Что нужно сделать:
**A)** Приведите ещё раз без изменений фрагмент исходного текста между «Брак действительно оказался» и «я брата лица.» включительно.
**B)** Проверьте по исходному тексту, верны ли утверждения: (i) первый сборник Елизаветы вышел в 1912 году; (ii) Дмитрий Владимирович похоронен в Париже; (iii) брак Лизы и Дмитрия оказался долгим и счастливым. На каждое ответьте «да» или «нет» и процитируйте слова текста, которые это решают.
**C)** Переведите на английский язык предложение из исходного текста: «Дмитрий Владимирович перешел в католичество, стал монахом и покоится в Риме».

Исходный текст:
/---
Алгоритм любви - Безелянская
Шрифт:
Интервал:
Закладка:
Пусть давит плечи темный грех,
Пусть нет прощения земного,
Я жду таинственного зова,
Который прозвучит для всех.
(1916)
Ее беспокоит только одно:
Лишь бы душа была готова.
Когда придет последний срок.
Не будем, однако, забегать вперед. На дворе 1910 год. Лиза во власти революционных идей, сближается с рабочей молодежью, ведет занятия в кружке при Петербургском комитете РСДРП. Пишет стихи. Высокая, полная, красивая, Лиза "одарена многообразной талантливостью", энергична, импульсивна. Тем удивительнее кажется окружающим ее выбор - Дмитрий Владимирович Кузьмин-Караваев. Сын известного профессора государственного права. Интеллектуал, погруженный в себя, ночи напролет просиживающий за книгами. Близкие в недоумении: что могло объединить столь разных людей? А подруга Лизы по гимназии Юлия Яковлевна Эйгер-Мошковская вспоминает: "Я была на свадьбе и когда увидела жениха, мне сразу стало ясно, что Лиза его создала в своем воображении, а может, хотела спасти от какой-нибудь бездны".
Брак действительно оказался неудачным и скоро распался, но до конца дней они поддерживали дружеские отношения. Дмитрий Владимирович перешел в католичество, стал монахом и покоится в Риме. Но в Париже он бывал, ибо "хотел видеть Лизу, он испытывал к ней... интеллектуальный интерес",напишет впоследствии его кузен Дмитрий Бушен.
После свадьбы Дмитрий ввел жену в свой круг, познакомил с Брюсовым, Гумилевым и Ахматовой, с которыми они были соседями по имению. Елизавета стала участницей "сред" на "башне" Вяч. Иванова, активным членом "Цеха поэтов". В 1912 году вышел ее первый сборник "Скифские черепки"" построенный как исповедь скифской царевны, оплакивающей гибель своего царства.
Я испила прозрачную воду,
Я бросала лицо в водоем.
Трубы пели и звали к походу,
Мы остались, мой идол, вдвоем.
Все ушли, и сменили недели
Миг, как кровь пролилася тельца,
Как вы песню победную пели...
Не увижу я брата лица.
Где-то там, за десятым курганом,
Стальные клинки взнесены;
Вы сразились с чужим караваном,
Я, да идол - одни спасены.
Я испила прозрачную воду,
Я бросала лицо в водоем...
Недоступна чужому народу
Степь, где с Богом в веках мы вдвоем.
\---
Показанные данные:
/---
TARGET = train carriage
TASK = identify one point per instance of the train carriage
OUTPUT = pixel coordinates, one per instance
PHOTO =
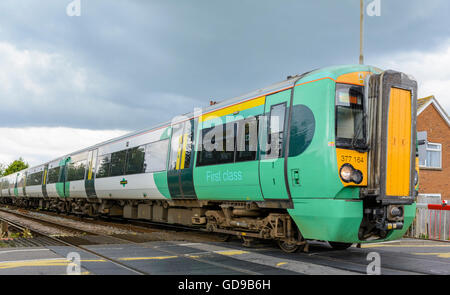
(327, 155)
(34, 179)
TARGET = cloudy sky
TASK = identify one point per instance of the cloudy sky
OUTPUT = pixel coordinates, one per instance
(67, 82)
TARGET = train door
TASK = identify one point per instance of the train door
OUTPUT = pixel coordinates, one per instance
(44, 182)
(89, 178)
(271, 165)
(180, 175)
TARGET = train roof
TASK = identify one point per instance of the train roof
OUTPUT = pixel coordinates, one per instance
(332, 72)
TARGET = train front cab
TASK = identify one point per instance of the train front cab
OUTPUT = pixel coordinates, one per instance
(369, 195)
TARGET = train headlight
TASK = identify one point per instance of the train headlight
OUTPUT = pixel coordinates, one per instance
(346, 172)
(357, 176)
(350, 174)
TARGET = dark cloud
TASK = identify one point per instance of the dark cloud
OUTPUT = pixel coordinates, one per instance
(132, 64)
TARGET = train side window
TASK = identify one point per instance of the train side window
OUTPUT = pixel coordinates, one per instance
(276, 131)
(76, 171)
(35, 178)
(156, 156)
(247, 139)
(135, 160)
(103, 165)
(118, 163)
(53, 175)
(217, 148)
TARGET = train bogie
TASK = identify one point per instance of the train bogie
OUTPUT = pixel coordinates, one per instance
(287, 162)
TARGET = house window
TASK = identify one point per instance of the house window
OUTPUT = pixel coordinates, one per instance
(429, 199)
(433, 157)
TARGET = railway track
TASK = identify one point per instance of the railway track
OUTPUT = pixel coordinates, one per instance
(60, 241)
(121, 240)
(319, 255)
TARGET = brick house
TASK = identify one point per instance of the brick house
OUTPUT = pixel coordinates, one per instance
(433, 134)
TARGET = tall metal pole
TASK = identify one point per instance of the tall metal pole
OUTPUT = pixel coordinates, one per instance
(361, 33)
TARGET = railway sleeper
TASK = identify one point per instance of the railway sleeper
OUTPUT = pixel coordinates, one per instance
(243, 219)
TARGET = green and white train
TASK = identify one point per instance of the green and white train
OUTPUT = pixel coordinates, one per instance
(327, 155)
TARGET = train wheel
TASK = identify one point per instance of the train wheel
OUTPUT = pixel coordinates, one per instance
(289, 247)
(339, 245)
(223, 237)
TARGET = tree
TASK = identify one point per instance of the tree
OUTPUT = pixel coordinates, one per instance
(2, 169)
(15, 166)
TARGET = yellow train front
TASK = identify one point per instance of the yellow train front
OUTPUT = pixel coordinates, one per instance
(370, 194)
(327, 155)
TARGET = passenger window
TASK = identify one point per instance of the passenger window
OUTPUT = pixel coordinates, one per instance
(276, 131)
(103, 165)
(118, 163)
(53, 175)
(76, 171)
(135, 160)
(156, 156)
(175, 145)
(218, 145)
(247, 139)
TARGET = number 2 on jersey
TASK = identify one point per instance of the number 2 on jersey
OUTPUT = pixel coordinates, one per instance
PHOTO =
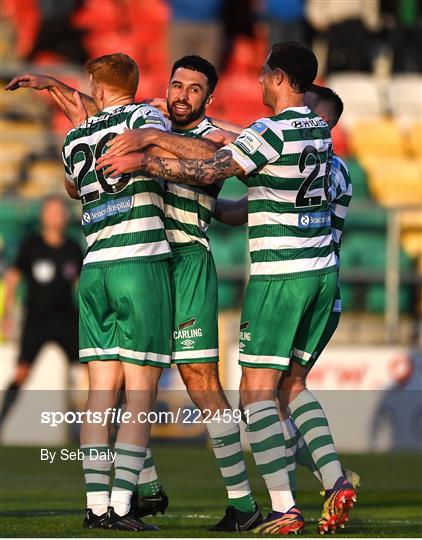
(303, 200)
(89, 158)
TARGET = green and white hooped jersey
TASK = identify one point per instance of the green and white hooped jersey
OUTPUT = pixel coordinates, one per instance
(287, 160)
(123, 217)
(189, 209)
(339, 196)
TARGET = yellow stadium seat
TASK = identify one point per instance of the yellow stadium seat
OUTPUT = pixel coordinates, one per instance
(377, 138)
(46, 173)
(394, 181)
(9, 174)
(415, 139)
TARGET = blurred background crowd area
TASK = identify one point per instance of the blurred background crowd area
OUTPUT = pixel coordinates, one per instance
(368, 51)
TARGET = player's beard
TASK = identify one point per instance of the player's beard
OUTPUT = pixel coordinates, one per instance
(182, 120)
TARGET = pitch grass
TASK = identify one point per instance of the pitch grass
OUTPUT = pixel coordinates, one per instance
(42, 500)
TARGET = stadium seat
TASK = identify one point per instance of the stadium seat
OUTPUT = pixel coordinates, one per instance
(361, 94)
(340, 141)
(405, 94)
(359, 179)
(9, 176)
(44, 176)
(233, 189)
(31, 133)
(380, 137)
(394, 181)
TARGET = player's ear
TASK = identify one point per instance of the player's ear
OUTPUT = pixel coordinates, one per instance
(279, 75)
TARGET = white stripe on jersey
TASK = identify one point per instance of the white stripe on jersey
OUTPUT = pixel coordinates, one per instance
(130, 226)
(191, 194)
(148, 249)
(338, 210)
(176, 236)
(293, 266)
(205, 353)
(259, 359)
(288, 242)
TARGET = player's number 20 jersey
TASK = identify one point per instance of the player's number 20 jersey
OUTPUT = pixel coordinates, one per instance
(123, 217)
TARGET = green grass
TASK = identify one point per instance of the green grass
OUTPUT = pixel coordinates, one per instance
(42, 500)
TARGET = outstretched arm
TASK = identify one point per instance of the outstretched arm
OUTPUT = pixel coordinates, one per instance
(184, 147)
(231, 212)
(185, 171)
(227, 126)
(54, 86)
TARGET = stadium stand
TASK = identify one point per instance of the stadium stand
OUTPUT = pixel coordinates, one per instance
(379, 135)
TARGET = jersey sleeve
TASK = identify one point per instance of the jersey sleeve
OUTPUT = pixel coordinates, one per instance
(146, 116)
(340, 195)
(67, 170)
(22, 261)
(255, 147)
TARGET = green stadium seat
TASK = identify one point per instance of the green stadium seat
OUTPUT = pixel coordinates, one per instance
(359, 179)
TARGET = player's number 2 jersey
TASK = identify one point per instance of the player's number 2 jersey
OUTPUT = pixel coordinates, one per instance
(287, 159)
(122, 217)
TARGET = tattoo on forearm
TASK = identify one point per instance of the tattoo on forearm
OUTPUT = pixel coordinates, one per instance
(192, 171)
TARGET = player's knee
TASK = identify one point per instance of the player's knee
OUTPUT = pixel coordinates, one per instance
(22, 373)
(200, 377)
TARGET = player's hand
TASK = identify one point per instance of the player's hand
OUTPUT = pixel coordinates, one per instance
(130, 141)
(30, 80)
(160, 104)
(73, 109)
(221, 136)
(116, 165)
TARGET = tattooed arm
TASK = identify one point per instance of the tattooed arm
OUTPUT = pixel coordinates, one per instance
(186, 171)
(138, 139)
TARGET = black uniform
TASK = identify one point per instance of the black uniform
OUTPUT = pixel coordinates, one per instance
(50, 311)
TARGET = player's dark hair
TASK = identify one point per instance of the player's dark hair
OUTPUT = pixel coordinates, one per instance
(328, 96)
(196, 63)
(297, 61)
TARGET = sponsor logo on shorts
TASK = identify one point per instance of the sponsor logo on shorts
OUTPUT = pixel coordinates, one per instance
(248, 142)
(259, 127)
(317, 219)
(186, 333)
(110, 208)
(186, 324)
(244, 336)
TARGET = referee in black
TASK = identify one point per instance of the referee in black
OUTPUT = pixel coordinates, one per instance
(50, 264)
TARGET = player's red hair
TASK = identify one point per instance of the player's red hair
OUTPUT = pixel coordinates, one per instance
(117, 70)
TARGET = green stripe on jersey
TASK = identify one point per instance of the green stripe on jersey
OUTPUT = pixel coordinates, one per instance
(189, 209)
(287, 157)
(123, 217)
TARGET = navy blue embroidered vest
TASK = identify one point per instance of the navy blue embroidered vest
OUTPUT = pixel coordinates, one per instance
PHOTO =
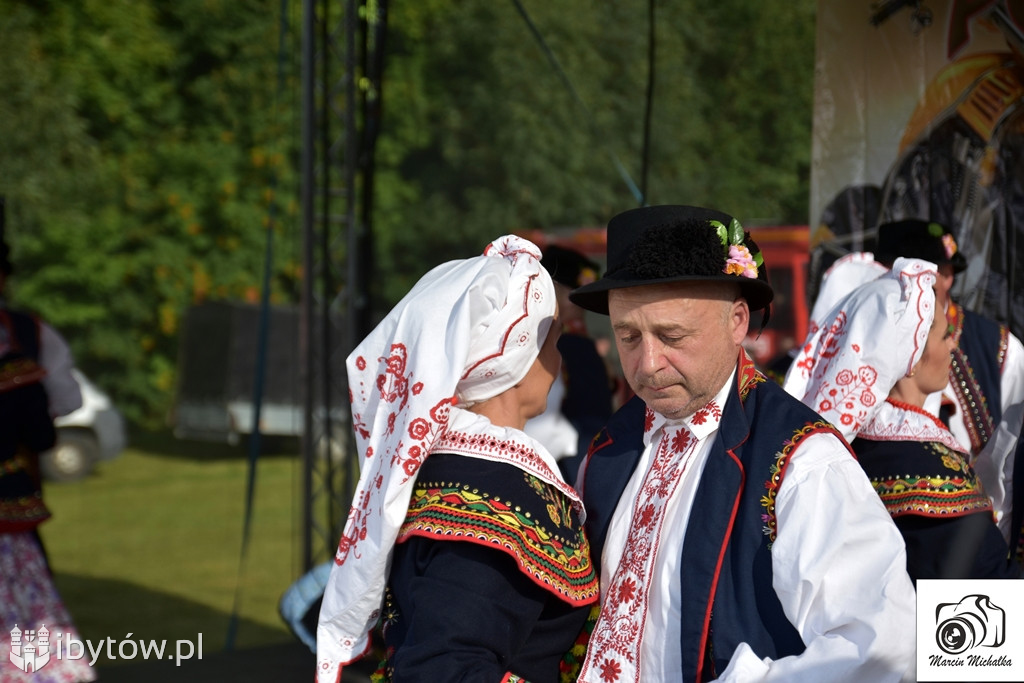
(727, 595)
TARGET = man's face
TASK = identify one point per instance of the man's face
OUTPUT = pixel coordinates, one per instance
(678, 343)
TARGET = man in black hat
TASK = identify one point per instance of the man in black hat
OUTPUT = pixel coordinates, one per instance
(586, 401)
(983, 404)
(737, 536)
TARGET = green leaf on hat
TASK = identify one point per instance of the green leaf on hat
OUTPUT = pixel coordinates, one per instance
(735, 232)
(723, 235)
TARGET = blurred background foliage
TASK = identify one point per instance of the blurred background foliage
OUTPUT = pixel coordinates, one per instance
(146, 143)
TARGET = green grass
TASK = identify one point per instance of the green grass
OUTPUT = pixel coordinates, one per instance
(150, 544)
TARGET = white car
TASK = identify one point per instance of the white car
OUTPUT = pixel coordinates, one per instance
(93, 432)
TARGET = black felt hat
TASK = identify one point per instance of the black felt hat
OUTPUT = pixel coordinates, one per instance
(675, 244)
(914, 238)
(569, 266)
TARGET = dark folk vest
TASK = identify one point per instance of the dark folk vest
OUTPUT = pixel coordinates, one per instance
(727, 574)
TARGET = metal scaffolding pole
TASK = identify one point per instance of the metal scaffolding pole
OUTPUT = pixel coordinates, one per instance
(342, 59)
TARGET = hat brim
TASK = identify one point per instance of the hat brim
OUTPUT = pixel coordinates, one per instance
(594, 297)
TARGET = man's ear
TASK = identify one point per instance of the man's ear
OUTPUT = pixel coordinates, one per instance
(739, 319)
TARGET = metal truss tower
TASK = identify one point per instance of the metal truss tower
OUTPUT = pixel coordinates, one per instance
(342, 62)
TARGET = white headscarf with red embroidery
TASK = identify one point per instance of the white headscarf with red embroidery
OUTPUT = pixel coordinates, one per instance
(846, 274)
(868, 340)
(468, 331)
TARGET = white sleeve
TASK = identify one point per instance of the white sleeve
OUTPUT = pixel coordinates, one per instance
(994, 464)
(54, 356)
(839, 564)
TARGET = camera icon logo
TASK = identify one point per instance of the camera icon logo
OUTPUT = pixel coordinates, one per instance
(973, 622)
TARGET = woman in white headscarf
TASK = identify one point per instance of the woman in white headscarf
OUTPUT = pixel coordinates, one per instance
(867, 368)
(463, 540)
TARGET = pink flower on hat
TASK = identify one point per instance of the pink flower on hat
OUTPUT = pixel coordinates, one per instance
(740, 262)
(950, 245)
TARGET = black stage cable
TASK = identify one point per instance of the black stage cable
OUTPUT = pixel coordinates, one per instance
(650, 98)
(258, 380)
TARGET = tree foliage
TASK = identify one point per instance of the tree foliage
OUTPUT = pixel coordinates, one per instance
(142, 142)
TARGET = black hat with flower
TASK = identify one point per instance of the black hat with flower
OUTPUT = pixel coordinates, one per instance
(915, 238)
(675, 244)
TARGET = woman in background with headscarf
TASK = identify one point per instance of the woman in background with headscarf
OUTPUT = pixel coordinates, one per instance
(867, 369)
(463, 538)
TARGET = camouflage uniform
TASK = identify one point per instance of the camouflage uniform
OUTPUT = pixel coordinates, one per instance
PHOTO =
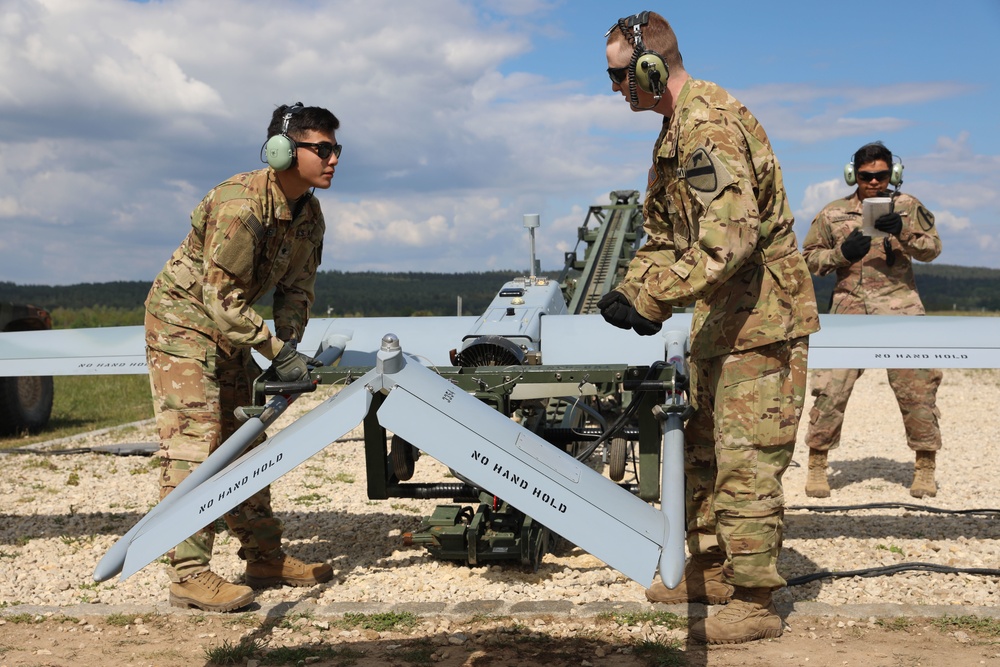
(200, 328)
(720, 237)
(874, 285)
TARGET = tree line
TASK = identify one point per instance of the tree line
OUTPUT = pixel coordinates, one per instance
(404, 294)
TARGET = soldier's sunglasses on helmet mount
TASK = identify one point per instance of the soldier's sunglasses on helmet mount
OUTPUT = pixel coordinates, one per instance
(866, 176)
(618, 74)
(324, 149)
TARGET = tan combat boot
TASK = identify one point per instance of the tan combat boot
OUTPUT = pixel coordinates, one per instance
(210, 592)
(286, 570)
(817, 485)
(702, 582)
(749, 616)
(923, 476)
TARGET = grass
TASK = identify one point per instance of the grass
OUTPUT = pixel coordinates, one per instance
(83, 403)
(380, 622)
(234, 654)
(661, 618)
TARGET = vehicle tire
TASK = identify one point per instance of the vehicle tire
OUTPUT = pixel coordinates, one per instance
(25, 404)
(617, 458)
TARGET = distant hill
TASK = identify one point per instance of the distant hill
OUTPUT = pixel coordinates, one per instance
(942, 287)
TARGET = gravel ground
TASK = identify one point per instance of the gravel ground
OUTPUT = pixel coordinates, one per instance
(62, 512)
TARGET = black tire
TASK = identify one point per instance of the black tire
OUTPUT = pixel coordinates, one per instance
(25, 404)
(617, 458)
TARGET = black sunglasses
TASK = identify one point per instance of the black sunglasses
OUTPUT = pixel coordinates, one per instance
(618, 74)
(324, 149)
(866, 176)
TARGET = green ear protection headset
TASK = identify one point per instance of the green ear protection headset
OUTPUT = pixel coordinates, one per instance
(647, 69)
(895, 175)
(280, 149)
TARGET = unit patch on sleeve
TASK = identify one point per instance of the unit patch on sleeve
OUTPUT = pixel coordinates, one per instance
(706, 174)
(925, 218)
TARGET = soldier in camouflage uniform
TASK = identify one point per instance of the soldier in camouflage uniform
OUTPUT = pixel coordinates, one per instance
(873, 279)
(720, 238)
(256, 232)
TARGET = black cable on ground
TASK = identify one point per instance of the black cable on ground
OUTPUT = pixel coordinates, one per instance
(893, 569)
(907, 506)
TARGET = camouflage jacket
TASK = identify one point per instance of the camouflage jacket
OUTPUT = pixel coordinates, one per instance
(871, 285)
(243, 243)
(720, 231)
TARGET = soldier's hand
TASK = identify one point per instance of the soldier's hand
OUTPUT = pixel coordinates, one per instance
(855, 246)
(615, 307)
(890, 223)
(289, 365)
(642, 326)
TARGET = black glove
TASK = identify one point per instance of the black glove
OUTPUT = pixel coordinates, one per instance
(855, 246)
(642, 326)
(290, 365)
(890, 223)
(615, 309)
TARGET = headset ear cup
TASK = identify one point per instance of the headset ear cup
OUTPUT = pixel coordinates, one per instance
(280, 152)
(896, 178)
(650, 68)
(849, 174)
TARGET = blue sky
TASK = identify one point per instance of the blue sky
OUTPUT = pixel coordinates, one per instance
(458, 117)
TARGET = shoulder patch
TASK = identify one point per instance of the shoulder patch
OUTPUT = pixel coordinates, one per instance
(700, 171)
(925, 219)
(706, 174)
(254, 225)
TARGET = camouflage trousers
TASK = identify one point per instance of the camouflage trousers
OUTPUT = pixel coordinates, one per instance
(738, 444)
(916, 394)
(196, 387)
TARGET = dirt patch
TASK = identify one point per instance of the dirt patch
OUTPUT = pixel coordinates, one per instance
(189, 638)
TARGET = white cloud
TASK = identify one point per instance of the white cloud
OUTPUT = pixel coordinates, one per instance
(818, 195)
(948, 221)
(116, 117)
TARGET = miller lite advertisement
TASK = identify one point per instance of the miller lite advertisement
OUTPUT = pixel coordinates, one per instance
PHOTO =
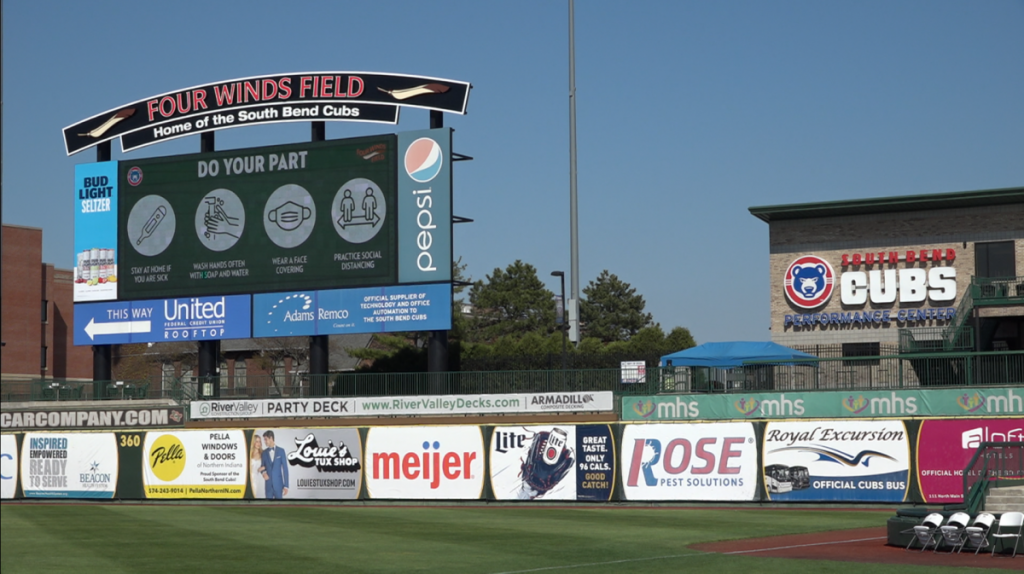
(552, 462)
(443, 462)
(689, 461)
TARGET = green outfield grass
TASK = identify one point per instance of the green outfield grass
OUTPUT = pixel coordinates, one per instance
(251, 539)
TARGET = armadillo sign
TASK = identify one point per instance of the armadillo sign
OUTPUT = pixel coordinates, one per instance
\---
Правильные ответы:
**A)**
Брак действительно оказался неудачным и скоро распался, но до конца дней они поддерживали дружеские отношения. Дмитрий Владимирович перешел в католичество, стал монахом и покоится в Риме. Но в Париже он бывал, ибо "хотел видеть Лизу, он испытывал к ней... интеллектуальный интерес",напишет впоследствии его кузен Дмитрий Бушен.
После свадьбы Дмитрий ввел жену в свой круг, познакомил с Брюсовым, Гумилевым и Ахматовой, с которыми они были соседями по имению. Елизавета стала участницей "сред" на "башне" Вяч. Иванова, активным членом "Цеха поэтов". В 1912 году вышел ее первый сборник "Скифские черепки"" построенный как исповедь скифской царевны, оплакивающей гибель своего царства.
Я испила прозрачную воду,
Я бросала лицо в водоем.
Трубы пели и звали к походу,
Мы остались, мой идол, вдвоем.
Все ушли, и сменили недели
Миг, как кровь пролилася тельца,
Как вы песню победную пели...
Не увижу я брата лица.

**B)**
(i) Да: «В 1912 году вышел ее первый сборник».
(ii) Нет: «покоится в Риме».
(iii) Нет: «Брак действительно оказался неудачным и скоро распался».

**C)** Dmitry Vladimirovich converted to Catholicism, became a monk, and rests in Rome.